# Instructions for the task
Report every line in the records that contains the string "white".

# Input data
|---|

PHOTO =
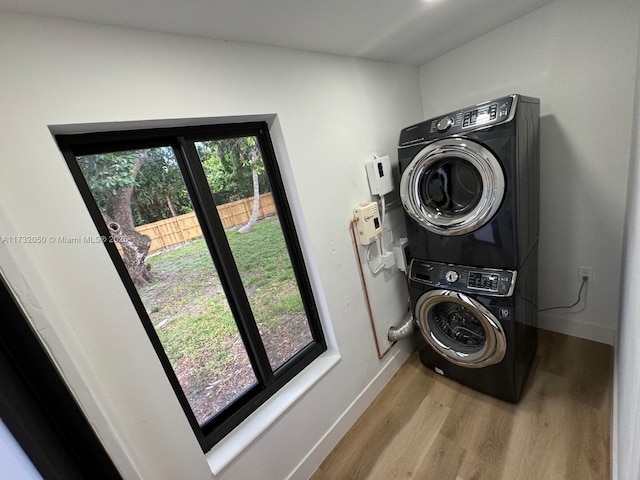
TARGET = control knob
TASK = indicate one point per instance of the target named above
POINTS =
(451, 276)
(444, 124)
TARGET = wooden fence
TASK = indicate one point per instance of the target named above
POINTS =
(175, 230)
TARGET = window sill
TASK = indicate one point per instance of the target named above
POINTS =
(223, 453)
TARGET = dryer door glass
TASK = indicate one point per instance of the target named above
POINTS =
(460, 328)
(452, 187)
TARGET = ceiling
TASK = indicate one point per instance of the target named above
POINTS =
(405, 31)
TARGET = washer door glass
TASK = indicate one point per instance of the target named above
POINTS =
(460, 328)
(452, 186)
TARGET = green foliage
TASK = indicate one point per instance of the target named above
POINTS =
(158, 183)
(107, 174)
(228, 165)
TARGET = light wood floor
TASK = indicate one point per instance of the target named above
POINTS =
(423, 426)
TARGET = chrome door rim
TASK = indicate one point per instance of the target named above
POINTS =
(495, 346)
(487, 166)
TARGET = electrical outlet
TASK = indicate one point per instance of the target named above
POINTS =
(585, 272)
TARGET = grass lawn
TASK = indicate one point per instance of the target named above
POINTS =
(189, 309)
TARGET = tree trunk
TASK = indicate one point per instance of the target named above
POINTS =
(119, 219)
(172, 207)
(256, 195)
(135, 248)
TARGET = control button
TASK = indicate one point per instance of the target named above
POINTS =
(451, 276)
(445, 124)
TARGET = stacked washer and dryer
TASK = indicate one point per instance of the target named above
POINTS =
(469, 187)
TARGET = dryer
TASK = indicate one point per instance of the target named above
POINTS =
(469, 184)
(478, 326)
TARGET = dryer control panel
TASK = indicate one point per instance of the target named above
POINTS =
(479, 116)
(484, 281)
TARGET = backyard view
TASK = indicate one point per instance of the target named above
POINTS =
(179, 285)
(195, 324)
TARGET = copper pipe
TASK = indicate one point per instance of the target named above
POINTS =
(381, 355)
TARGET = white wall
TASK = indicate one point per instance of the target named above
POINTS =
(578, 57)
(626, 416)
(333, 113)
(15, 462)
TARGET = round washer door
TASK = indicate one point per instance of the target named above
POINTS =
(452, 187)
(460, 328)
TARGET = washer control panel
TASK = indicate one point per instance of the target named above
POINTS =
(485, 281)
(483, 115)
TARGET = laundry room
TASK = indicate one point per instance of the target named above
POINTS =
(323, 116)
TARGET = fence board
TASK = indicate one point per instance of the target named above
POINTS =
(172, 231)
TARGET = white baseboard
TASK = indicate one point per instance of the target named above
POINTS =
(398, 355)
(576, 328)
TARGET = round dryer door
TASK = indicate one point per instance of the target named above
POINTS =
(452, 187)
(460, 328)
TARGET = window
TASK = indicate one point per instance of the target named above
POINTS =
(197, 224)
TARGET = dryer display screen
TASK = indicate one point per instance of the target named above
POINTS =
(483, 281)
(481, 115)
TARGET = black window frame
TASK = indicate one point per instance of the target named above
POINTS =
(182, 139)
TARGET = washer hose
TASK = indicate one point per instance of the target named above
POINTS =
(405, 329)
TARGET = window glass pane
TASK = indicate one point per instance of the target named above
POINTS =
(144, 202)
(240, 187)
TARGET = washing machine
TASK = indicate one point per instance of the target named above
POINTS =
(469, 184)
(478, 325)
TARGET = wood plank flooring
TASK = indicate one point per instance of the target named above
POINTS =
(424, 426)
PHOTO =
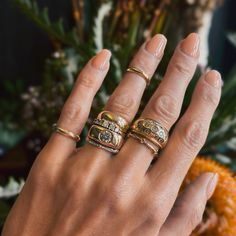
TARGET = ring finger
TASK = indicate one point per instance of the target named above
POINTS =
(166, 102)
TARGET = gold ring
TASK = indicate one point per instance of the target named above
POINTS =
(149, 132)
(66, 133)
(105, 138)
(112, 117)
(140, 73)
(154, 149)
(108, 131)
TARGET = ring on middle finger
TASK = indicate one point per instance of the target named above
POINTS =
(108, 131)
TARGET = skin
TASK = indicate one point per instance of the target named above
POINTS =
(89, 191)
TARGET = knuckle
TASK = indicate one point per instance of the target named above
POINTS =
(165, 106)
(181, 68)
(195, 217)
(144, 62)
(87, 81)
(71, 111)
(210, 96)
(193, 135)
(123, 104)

|---|

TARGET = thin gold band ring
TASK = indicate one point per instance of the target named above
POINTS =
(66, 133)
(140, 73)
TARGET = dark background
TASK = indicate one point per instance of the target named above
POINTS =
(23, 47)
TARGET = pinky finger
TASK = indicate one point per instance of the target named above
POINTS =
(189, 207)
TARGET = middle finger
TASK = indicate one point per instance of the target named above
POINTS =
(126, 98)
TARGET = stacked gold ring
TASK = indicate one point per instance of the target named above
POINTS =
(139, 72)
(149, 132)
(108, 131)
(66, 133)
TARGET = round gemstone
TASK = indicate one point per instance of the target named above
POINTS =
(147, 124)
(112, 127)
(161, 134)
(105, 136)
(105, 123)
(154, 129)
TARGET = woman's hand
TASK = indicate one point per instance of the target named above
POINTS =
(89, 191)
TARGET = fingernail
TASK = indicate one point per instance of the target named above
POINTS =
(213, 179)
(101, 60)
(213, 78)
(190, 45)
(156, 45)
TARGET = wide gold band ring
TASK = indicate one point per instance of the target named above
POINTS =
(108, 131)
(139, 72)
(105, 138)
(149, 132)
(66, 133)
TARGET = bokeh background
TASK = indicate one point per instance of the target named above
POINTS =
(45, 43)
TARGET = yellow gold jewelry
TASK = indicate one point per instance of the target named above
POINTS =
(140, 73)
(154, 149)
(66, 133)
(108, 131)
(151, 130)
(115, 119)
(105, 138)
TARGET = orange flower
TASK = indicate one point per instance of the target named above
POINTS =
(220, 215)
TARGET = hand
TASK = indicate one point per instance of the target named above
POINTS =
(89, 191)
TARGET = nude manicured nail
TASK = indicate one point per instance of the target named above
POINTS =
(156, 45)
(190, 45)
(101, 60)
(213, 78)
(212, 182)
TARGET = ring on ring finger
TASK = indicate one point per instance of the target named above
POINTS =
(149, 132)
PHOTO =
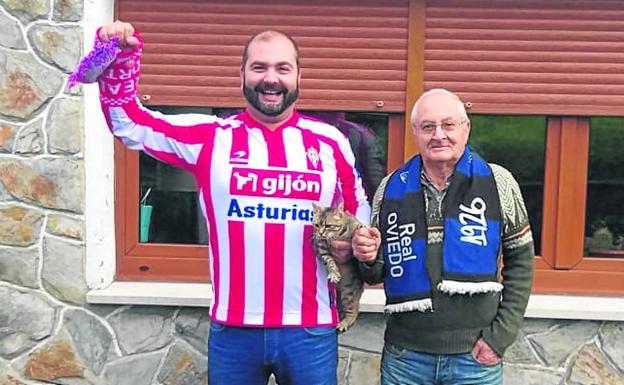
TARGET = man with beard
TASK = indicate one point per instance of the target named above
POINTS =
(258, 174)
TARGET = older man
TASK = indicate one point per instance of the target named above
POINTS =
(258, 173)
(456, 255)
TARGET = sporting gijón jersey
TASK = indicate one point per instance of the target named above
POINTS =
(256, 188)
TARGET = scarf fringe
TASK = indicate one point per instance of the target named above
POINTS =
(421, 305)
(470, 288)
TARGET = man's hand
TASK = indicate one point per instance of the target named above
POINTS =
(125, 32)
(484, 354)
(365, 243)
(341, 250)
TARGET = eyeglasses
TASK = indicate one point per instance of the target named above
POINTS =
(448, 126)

|---|

# Exercise result
TARGET = white wall
TARGET = white baseboard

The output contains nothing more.